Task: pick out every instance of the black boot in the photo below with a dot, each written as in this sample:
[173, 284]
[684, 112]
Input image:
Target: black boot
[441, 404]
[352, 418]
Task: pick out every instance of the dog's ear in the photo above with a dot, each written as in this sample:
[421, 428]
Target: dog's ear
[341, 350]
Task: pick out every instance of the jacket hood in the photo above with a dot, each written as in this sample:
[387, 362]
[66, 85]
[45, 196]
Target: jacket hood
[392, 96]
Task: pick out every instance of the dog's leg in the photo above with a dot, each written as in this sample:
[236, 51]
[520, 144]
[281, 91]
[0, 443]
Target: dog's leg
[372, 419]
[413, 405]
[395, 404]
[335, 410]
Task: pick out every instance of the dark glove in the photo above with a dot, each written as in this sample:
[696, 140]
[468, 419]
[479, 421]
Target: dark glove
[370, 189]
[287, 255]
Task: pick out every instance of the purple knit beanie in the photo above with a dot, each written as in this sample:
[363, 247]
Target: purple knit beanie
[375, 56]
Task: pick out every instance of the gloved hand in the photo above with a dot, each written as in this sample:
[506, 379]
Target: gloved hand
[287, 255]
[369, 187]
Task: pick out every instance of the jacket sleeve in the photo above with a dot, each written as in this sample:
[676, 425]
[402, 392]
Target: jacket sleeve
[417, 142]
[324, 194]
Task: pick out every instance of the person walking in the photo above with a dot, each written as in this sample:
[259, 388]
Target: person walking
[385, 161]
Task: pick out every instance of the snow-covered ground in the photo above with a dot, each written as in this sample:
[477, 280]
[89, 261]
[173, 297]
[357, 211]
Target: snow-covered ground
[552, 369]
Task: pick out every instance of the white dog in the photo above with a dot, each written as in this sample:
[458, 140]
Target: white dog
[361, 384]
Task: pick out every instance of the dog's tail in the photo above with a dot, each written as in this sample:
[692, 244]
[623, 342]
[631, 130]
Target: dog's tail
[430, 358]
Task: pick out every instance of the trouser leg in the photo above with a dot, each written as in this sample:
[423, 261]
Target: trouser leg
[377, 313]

++++++++++++++++++++

* Task prompt: Scan the listing and copy every line where the string "above" shows up.

* Response:
Task: pick out every instance of the dog's ear in the photo above with a dot, each written as in this sample:
Task: pick out every instance of the jacket hood in the photo above with a dot, each written as in this sample:
Task: pick out every instance of the dog's leg in the photo above with a dot, each written as in this sample:
Task: pick out every instance of the dark glove in the photo above with a dot, each written as in this sample:
Task: pick out every instance of the purple knit beanie in the photo above with a dot, each written as in this sample:
Task: pick out every instance of the gloved hand in the photo above with a dot, each written as in this sample:
Task: pick out every instance of the jacket sleeve in the photo above with a dot, each written as in this sample:
Task: pick out every instance of the person walking in the photo above with a dot, each written as in this sample:
Task: pick out every instance of the snow-covered ground in the photo above with a dot, each written as in this sample:
Task: pick out every instance of the white dog in the photo above with a dot, each written as in this sample:
Task: pick out every instance of the dog's tail in the photo above with a dot, each written as in this sample:
Task: pick out every instance of the trouser leg in the photo above with a dot, each written as in this sample:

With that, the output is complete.